WHAT NEEDS TO BE DONE:
Reproduce the listing below with "Object" substituted for every occurrence of "Target". Leave all other text unchanged.

(Data items)
»»

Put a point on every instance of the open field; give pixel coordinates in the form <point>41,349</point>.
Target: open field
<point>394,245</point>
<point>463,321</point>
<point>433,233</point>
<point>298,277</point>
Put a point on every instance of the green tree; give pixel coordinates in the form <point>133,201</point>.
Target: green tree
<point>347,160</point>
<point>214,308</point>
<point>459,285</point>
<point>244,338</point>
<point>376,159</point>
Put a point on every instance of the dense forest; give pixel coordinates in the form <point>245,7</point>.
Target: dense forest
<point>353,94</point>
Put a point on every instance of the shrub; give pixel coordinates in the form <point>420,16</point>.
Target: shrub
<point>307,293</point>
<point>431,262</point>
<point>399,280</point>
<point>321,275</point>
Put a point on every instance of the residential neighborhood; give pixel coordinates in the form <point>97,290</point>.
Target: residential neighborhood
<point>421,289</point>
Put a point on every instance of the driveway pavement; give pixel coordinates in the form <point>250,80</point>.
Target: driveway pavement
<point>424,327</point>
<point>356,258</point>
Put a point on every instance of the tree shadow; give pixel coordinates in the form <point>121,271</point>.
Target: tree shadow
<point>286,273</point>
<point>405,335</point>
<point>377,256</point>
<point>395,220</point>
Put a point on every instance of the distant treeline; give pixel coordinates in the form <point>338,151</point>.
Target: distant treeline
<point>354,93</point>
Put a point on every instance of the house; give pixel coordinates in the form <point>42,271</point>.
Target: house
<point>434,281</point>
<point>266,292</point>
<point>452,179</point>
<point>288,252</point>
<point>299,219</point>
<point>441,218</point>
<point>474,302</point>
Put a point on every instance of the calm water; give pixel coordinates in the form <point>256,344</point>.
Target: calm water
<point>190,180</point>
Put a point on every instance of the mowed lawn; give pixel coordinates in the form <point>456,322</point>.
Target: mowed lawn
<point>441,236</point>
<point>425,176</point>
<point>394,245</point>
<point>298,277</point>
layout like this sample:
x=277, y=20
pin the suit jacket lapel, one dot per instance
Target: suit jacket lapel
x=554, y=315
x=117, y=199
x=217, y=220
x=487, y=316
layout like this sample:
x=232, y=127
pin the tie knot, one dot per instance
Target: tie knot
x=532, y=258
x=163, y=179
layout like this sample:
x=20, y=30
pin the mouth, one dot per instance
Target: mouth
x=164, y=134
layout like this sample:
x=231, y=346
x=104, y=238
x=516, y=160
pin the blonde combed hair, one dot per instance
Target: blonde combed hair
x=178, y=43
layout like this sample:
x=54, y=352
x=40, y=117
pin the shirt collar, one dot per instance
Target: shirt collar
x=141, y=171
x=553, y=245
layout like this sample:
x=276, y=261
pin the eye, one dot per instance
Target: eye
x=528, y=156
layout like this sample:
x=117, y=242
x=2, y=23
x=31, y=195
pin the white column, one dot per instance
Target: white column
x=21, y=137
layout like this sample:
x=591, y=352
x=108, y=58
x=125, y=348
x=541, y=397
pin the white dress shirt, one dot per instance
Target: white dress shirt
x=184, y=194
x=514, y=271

««

TASK ANSWER:
Put a point on every instance of the open field; give pixel coordinates in the form <point>41,349</point>.
Object: open field
<point>394,245</point>
<point>463,321</point>
<point>433,233</point>
<point>298,277</point>
Put a point on every instance of the green tree; give pixel coordinates in the form <point>133,201</point>.
Object: green tree
<point>347,160</point>
<point>214,308</point>
<point>459,285</point>
<point>244,338</point>
<point>376,159</point>
Put a point on every instance of the dense forest; give pixel coordinates in the form <point>245,7</point>.
Object: dense forest
<point>353,94</point>
Put a point on every instance of the shrub; give pixel coordinates in the form <point>420,16</point>.
Object: shrub
<point>307,293</point>
<point>431,262</point>
<point>399,280</point>
<point>321,275</point>
Put a point on every instance of the residential neighborhood; give pixel coordinates in the form <point>97,290</point>.
Object: residential neighborhood
<point>421,289</point>
Put a point on every instance of the driveway pavement; give pixel coordinates in the form <point>250,80</point>.
Object: driveway pavement
<point>424,327</point>
<point>356,258</point>
Put a point on every instance of the tree shadow; give pixel coordinates in the form <point>121,271</point>.
Object: tree shadow
<point>286,273</point>
<point>405,335</point>
<point>377,256</point>
<point>395,220</point>
Put a point on every instance of the distant treeline; give pixel coordinates in the form <point>338,151</point>.
Object: distant treeline
<point>354,93</point>
Put a point on every instance of the house; give pixel coordinates in the form <point>42,271</point>.
Object: house
<point>434,281</point>
<point>266,292</point>
<point>452,179</point>
<point>288,252</point>
<point>299,219</point>
<point>441,218</point>
<point>474,302</point>
Put a point on every instance of the calm water; give pixel coordinates in the form <point>256,344</point>.
Object: calm water
<point>190,180</point>
Put a point on every instance of the mowed lawn; give pixel coordinates in the form <point>456,322</point>.
Object: mowed lawn
<point>441,236</point>
<point>425,176</point>
<point>394,245</point>
<point>298,277</point>
layout like this sample:
x=277, y=20
pin the suit jacket lapel, one dot per instance
Object: suit jacket lapel
x=554, y=315
x=117, y=199
x=217, y=220
x=487, y=316
layout like this sample:
x=232, y=127
pin the tie knot, one dot per instance
Object: tie knot
x=532, y=258
x=163, y=179
layout like this sample:
x=20, y=30
pin the mouth, one dot per instance
Object: mouth
x=164, y=134
layout like this sample:
x=231, y=346
x=104, y=238
x=516, y=160
pin the blonde combed hair, one dot per instance
Object: blonde combed hair
x=178, y=43
layout like this sample:
x=54, y=352
x=40, y=117
pin the shirt collar, one dot per instance
Object: shirt collar
x=141, y=171
x=553, y=245
layout like this sample:
x=276, y=261
pin the eye, one dot per instance
Object: eye
x=528, y=156
layout like this sample:
x=117, y=242
x=2, y=23
x=31, y=195
pin the white column, one dot per instance
Object: white column
x=21, y=137
layout like this sample:
x=591, y=352
x=108, y=58
x=125, y=348
x=541, y=397
pin the white dress shirt, one dot per instance
Object: white dress shirt
x=184, y=194
x=514, y=271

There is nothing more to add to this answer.